Nulla muterebbe tenuto conto del richiamo operato nel procedimento a quanto accertato dalla Procura di Tivoli, essendo il procedimento penale ancora in corso.
3) Eccesso di potere per difetto di istruttoria – Violazione dell’art. 30 del D.P.R. 380/2001 sotto altro profilo – Eccesso di potere per travisamento dei presupposti di fatto e di diritto.
L’Amministrazione si sarebbe limitata a rinviare alle conclusioni della perizia tecnica effettuata dalla Procura di Tivoli, estranea al segmento procedimentale amministrativo di competenza dell’Ente, omettendo il dovuto accertamento istruttorio autonomo.
Neanche le conclusioni della predetta perizia permetterebbero peraltro di acclarare la presenza di una lottizzazione abusiva, potendosi, al più, sanzionare l’intervento ex art. 31, D.P.R. 38072001.
4) Sviamento di potere per violazione dell’art. 9 della l.r. 8 novembre 2004, n. 12, e dell’art. 30 del D.P.R. 380/2001.
Poiché l’area interessata dall’intervento per cui è causa avrebbe definitivamente perso la propria vocazione agricola, per effetto del moltiplicarsi di interventi di edilizia spontanea, favoriti dalla sua localizzazione dell’area stessa nell’unica zona comunale non investita da vincoli ambientali e paesaggistici, l’Amministrazione avrebbe dovuto predisporre una variante speciale per il recupero urbanistico degli insediamenti ivi sorti.

•••

**COMPITO ASSEGNATO**: Riproduci dal testo fornito tutto ciò che va da "L’Amministrazione si sarebbe" giù fino a "31, D.P.R. 38072001.". Il materiale non ha alcun ruolo in questo lavoro.

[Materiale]
•••

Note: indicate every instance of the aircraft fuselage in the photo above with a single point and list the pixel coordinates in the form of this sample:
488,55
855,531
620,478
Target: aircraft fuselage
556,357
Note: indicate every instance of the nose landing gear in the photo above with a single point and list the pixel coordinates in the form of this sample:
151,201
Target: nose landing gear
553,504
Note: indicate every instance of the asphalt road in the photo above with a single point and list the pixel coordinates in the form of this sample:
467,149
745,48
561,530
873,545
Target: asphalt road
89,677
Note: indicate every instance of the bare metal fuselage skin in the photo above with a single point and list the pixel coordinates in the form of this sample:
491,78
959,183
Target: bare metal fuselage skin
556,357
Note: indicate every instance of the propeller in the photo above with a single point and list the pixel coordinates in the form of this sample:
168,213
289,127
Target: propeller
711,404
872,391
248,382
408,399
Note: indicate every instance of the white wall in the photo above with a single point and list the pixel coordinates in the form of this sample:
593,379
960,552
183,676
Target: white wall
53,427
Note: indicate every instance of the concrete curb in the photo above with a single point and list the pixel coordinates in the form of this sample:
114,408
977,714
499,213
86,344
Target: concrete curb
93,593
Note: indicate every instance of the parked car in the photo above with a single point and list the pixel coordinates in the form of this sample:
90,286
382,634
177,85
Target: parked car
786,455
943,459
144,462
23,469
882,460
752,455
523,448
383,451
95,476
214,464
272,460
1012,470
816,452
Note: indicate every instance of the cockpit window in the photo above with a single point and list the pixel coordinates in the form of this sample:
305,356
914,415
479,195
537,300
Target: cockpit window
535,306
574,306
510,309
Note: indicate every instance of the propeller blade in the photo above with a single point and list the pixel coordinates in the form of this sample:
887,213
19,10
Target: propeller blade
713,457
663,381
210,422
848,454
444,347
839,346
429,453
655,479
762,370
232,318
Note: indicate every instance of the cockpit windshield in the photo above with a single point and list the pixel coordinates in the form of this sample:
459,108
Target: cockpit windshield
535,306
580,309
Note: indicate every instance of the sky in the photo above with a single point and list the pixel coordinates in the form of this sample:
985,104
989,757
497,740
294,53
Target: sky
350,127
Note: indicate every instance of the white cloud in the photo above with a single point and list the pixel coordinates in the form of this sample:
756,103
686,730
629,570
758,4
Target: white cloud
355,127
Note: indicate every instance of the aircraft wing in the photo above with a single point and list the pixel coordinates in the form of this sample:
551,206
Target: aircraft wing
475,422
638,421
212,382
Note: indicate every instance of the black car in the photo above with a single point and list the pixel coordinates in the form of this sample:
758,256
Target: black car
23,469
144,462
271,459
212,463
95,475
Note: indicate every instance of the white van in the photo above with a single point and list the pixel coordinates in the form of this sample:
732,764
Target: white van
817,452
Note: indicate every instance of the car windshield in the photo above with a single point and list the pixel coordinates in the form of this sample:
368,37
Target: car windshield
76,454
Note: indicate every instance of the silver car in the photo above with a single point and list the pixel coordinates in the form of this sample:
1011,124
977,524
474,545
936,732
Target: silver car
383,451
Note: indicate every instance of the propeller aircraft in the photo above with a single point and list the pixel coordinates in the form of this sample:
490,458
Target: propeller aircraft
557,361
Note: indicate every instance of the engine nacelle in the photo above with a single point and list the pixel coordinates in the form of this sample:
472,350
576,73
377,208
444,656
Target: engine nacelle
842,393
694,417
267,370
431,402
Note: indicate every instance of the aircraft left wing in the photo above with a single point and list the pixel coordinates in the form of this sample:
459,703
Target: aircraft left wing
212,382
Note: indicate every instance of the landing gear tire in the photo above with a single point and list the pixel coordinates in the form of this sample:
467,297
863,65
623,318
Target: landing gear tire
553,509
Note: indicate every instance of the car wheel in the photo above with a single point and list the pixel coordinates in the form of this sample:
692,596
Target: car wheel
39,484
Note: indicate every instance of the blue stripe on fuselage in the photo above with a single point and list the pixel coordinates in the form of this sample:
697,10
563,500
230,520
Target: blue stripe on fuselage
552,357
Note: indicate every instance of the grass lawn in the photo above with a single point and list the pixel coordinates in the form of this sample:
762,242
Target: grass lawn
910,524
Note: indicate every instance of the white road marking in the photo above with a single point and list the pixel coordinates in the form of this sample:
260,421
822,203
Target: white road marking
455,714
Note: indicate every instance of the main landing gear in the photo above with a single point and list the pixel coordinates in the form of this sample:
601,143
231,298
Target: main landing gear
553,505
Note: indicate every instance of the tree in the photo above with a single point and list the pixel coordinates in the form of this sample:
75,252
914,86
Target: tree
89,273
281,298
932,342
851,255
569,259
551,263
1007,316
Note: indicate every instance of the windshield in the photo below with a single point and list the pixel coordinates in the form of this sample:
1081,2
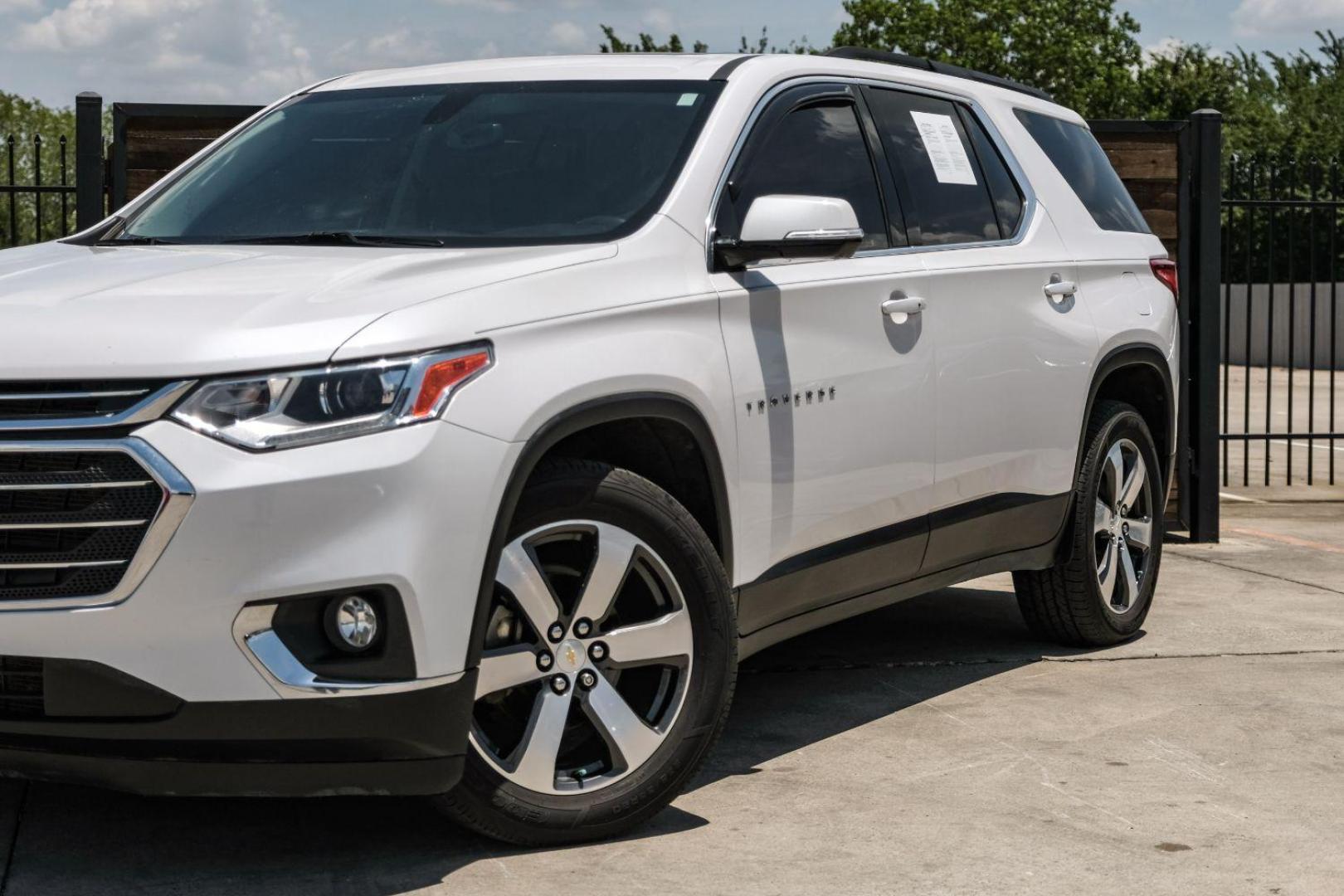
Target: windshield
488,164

•••

**RISPOSTA**:
L’Amministrazione si sarebbe limitata a rinviare alle conclusioni della perizia tecnica effettuata dalla Procura di Tivoli, estranea al segmento procedimentale amministrativo di competenza dell’Ente, omettendo il dovuto accertamento istruttorio autonomo.
Neanche le conclusioni della predetta perizia permetterebbero peraltro di acclarare la presenza di una lottizzazione abusiva, potendosi, al più, sanzionare l’intervento ex art. 31, D.P.R. 38072001.